**Written task**
Rewrite the material below, putting "marker point" in place of every "keypoint" and leaving everything else unchanged.

====================

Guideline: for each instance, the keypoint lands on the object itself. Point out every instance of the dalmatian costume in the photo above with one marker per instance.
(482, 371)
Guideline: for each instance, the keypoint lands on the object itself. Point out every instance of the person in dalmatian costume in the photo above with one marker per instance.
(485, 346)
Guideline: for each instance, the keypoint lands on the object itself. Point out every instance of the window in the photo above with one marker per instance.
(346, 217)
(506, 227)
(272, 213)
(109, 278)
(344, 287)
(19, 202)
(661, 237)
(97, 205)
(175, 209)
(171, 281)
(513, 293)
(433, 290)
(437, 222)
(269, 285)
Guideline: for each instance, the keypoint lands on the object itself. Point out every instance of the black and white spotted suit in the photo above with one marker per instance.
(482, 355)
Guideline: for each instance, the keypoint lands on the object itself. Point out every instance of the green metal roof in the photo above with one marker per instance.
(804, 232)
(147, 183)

====================

**Exercise answer**
Guideline: for each instance, the marker point lands on the object itself. Point out every instance of the dalmatian costume in the photo above with one marker per instance.
(482, 371)
Guideline: for each instance, the marker point lands on the object itself. Point out every instance of the person in dalmatian costume in the photo above with one marker per instance.
(485, 346)
Guideline: for each instance, the marker point lands on the object itself. Point out every instance of the window in the photo above with one marker per instance.
(346, 217)
(506, 227)
(272, 213)
(109, 278)
(344, 287)
(19, 202)
(661, 237)
(97, 205)
(175, 209)
(171, 281)
(513, 293)
(433, 290)
(437, 222)
(269, 285)
Guideline: for each instance, the marker point lands on the object itself. Point out every instance of the black and white spotted suit in the photo above with one marker per instance.
(482, 355)
Guideline: for each instance, the marker point lands on the object itself. Point out every instance of the green metal roof in the photo above with one marker per instance.
(804, 232)
(147, 183)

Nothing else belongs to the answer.